Required work: Copy verbatim the lines of the items from the line containing "Where can you see the dark" up to and including the line containing "column 964, row 528", and nothing else.

Dataset extract:

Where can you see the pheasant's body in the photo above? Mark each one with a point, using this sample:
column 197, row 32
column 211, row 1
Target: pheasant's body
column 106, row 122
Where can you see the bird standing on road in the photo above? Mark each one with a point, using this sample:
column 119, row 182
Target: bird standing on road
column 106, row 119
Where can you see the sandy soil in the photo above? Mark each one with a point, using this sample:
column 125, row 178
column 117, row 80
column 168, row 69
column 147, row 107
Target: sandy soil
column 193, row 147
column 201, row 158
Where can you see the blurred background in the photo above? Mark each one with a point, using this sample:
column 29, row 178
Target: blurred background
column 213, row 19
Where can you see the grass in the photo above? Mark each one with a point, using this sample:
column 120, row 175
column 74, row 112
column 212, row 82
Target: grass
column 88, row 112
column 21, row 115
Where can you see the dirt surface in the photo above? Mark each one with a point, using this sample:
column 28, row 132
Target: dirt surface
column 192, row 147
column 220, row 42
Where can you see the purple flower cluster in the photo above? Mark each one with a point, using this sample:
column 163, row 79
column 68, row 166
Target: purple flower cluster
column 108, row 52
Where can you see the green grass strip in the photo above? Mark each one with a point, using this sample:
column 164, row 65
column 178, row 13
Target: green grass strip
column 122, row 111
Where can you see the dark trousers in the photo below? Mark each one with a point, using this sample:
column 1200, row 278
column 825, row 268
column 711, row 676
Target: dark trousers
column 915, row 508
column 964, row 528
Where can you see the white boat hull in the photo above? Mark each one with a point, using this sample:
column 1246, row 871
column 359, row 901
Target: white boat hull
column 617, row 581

Solution to this problem:
Where can you see the dark trousers in the photo below? Mark each one with a point, using this sample:
column 1200, row 278
column 825, row 268
column 711, row 676
Target: dark trousers
column 915, row 508
column 964, row 528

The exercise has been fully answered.